**PROBLEM REQUIREMENTS:** Format every line of the records below as a numbered list, skipping blank lines.
▼
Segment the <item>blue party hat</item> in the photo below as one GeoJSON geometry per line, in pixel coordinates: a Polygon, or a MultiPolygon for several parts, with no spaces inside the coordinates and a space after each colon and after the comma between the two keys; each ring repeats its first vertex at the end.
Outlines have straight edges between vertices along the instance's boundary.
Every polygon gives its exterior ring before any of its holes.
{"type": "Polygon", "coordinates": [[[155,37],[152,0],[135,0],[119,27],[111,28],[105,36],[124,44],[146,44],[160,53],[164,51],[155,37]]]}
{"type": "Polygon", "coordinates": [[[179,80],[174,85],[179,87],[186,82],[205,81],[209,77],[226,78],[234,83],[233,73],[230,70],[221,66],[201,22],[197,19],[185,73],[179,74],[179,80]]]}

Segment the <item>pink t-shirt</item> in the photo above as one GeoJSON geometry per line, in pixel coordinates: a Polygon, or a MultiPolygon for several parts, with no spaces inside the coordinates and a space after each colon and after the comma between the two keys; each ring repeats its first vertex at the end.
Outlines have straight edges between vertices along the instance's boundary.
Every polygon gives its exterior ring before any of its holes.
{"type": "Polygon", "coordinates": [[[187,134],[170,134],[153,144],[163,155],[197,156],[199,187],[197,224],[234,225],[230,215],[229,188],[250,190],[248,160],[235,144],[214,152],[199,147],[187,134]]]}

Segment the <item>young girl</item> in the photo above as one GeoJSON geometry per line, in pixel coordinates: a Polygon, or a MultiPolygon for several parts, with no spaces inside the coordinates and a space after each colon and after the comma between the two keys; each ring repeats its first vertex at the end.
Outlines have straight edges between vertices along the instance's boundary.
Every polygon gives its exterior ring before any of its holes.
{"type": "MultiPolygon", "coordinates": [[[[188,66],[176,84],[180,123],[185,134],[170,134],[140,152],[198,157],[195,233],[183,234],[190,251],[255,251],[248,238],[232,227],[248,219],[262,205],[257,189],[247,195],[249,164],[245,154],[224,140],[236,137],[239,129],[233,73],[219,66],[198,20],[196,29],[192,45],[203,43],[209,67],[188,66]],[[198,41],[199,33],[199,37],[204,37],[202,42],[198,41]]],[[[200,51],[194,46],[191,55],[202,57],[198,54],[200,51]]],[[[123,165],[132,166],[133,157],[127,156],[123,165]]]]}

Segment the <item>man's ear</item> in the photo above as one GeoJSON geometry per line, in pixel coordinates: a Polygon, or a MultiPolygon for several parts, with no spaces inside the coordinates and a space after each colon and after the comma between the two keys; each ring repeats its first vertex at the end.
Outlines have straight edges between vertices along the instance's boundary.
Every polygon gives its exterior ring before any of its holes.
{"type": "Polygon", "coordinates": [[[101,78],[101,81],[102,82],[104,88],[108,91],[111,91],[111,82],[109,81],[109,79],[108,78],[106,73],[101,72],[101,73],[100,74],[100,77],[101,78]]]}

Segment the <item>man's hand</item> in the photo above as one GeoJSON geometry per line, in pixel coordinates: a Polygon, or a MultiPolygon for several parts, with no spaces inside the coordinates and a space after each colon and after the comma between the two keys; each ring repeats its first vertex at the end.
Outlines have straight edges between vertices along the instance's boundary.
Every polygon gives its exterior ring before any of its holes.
▲
**PROBLEM SOLUTION:**
1. Segment the <item>blue party hat</item> in the photo below as one GeoJSON geometry per line, in pixel coordinates: a Polygon, or a MultiPolygon for several parts, with no spaces inside the coordinates and a space after each colon and after the comma between the two keys; each ring repeats its first vertex at the end.
2. Outlines have straight edges between vertices along the instance's boundary.
3. Every polygon gives its exterior ring before any of its holes.
4. {"type": "Polygon", "coordinates": [[[155,37],[152,0],[135,0],[119,27],[111,28],[105,36],[124,44],[146,44],[160,53],[164,51],[155,37]]]}
5. {"type": "Polygon", "coordinates": [[[179,80],[174,85],[179,87],[186,82],[205,81],[209,77],[226,78],[234,83],[233,73],[230,70],[221,66],[201,22],[197,19],[185,73],[179,74],[179,80]]]}
6. Segment the <item>pink t-shirt</item> in the photo above as one GeoJSON geometry per line, in pixel coordinates: a Polygon, or a MultiPolygon for several parts, with no spaces inside the coordinates and a space after each colon and after the comma between the two keys; each ring repeats its first vertex at the end.
7. Outlines have straight edges between vertices along the instance's boundary.
8. Every polygon gives its exterior ring before any of its holes.
9. {"type": "Polygon", "coordinates": [[[187,134],[170,134],[153,144],[163,155],[197,156],[199,187],[197,224],[234,225],[230,215],[229,188],[250,190],[248,160],[235,144],[214,152],[199,147],[187,134]]]}
10. Segment the <item>young girl</item> in the photo above as one GeoJSON geometry per line, in pixel coordinates: a Polygon, or a MultiPolygon for several parts, with no spaces inside the coordinates and a space after each colon and after the comma between the two keys; each ring repeats its first vertex at the end.
11. Outlines have straight edges between vertices along the instance's boundary.
12. Every polygon gives its exterior ring before any of its holes.
13. {"type": "MultiPolygon", "coordinates": [[[[188,66],[176,84],[180,123],[185,134],[170,134],[140,152],[198,157],[195,233],[183,234],[190,251],[255,251],[248,238],[232,227],[248,219],[262,205],[257,189],[247,195],[249,164],[245,154],[224,140],[236,137],[239,129],[233,73],[219,66],[198,20],[196,29],[192,45],[203,43],[209,67],[188,66]],[[198,41],[199,33],[199,37],[204,37],[202,42],[198,41]]],[[[200,51],[194,46],[191,55],[202,57],[198,54],[200,51]]],[[[123,165],[132,166],[133,157],[127,156],[123,165]]]]}
14. Segment the <item>man's ear</item> in the photo above as one GeoJSON geometry per line, in pixel coordinates: a Polygon, or a MultiPolygon for several parts, with no spaces inside the coordinates and a space after each colon and after the comma between the two keys; each ring repeats its first vertex at the end.
15. Outlines have straight edges between vertices along the instance's boundary.
16. Every polygon gives its exterior ring before any of its holes.
17. {"type": "Polygon", "coordinates": [[[101,78],[101,81],[102,82],[104,88],[108,91],[111,91],[111,82],[109,81],[109,79],[108,78],[106,73],[101,72],[101,73],[100,74],[100,77],[101,78]]]}
18. Segment the <item>man's hand</item> in the photo above as one GeoJSON geometry per line, in pixel coordinates: a Polygon, or a MultiPolygon for several parts, with no spaces inside the coordinates and a space after each colon and after the comma between the two keys; each ring repeats its first vertex at the end.
19. Outlines have straight edges between vertices along the instance's boundary.
20. Every polygon gives its exterior ring before any of its holes.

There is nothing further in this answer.